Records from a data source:
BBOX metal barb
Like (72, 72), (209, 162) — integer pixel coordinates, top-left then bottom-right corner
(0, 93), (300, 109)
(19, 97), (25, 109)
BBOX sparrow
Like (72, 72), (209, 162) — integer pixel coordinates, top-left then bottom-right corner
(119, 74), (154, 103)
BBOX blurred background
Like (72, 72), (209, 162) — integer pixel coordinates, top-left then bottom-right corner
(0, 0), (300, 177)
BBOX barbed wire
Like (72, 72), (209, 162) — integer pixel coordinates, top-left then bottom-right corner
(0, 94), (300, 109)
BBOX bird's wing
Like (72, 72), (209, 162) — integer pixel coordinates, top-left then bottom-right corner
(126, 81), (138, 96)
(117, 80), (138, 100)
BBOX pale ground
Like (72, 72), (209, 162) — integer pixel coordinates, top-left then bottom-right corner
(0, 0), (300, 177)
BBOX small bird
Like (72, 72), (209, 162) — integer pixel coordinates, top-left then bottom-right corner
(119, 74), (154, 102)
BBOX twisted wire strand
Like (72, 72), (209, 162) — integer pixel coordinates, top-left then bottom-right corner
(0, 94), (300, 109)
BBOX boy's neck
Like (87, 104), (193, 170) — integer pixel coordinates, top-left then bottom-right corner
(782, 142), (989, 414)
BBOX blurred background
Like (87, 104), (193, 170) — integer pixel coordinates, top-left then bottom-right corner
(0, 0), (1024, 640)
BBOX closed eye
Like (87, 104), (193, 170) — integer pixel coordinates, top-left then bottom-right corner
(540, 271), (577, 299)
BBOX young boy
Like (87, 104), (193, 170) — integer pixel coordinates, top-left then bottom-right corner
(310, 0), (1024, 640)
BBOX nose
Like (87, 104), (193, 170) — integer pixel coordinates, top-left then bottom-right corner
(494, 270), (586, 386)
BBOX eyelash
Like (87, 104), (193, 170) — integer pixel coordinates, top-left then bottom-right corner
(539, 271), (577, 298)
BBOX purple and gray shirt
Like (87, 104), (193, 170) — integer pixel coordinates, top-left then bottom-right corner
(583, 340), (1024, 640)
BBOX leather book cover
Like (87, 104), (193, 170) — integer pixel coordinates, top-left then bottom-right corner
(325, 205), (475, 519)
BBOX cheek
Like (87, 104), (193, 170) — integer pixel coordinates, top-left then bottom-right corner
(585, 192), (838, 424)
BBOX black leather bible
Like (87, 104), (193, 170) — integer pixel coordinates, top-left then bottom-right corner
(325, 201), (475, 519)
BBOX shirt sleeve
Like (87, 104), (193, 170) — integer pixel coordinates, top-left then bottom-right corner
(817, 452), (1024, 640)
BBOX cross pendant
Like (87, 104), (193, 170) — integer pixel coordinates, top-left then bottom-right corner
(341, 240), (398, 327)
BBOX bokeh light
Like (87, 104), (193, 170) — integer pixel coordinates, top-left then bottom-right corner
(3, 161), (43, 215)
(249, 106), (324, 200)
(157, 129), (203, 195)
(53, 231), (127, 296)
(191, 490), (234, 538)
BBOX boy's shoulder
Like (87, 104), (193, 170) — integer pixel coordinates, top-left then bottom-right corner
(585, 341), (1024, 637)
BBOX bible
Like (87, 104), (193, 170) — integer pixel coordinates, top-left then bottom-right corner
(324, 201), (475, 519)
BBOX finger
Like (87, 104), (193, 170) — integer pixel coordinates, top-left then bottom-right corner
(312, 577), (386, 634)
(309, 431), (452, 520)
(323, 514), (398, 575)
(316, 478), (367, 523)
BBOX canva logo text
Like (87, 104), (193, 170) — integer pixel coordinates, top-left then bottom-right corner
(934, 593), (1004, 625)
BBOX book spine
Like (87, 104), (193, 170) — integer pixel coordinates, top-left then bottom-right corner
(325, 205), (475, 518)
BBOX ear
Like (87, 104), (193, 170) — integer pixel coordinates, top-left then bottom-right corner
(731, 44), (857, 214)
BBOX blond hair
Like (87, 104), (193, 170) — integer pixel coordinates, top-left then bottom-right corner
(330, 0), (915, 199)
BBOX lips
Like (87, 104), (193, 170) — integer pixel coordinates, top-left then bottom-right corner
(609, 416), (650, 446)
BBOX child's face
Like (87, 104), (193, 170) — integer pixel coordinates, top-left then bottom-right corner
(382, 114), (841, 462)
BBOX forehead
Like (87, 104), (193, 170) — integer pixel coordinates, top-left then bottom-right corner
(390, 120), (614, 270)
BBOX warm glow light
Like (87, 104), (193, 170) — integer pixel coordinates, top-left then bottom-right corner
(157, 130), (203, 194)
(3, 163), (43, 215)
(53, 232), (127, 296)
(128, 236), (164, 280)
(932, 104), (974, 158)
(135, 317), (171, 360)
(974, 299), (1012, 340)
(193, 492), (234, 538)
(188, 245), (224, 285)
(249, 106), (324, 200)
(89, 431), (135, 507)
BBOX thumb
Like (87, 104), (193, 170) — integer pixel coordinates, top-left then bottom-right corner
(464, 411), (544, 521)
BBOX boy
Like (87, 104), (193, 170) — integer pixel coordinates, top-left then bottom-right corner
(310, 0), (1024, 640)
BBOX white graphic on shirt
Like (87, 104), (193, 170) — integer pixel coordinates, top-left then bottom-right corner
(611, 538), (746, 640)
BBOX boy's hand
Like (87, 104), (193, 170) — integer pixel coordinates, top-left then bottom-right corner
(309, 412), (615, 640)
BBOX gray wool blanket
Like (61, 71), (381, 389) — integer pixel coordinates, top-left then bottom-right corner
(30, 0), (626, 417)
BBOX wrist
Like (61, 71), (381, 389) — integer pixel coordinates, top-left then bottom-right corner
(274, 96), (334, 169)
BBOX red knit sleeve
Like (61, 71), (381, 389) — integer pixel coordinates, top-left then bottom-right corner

# What is expected
Gather every line of the entries above that contains the word "book". Case counts.

# Output below
BBOX leather book cover
BBOX book spine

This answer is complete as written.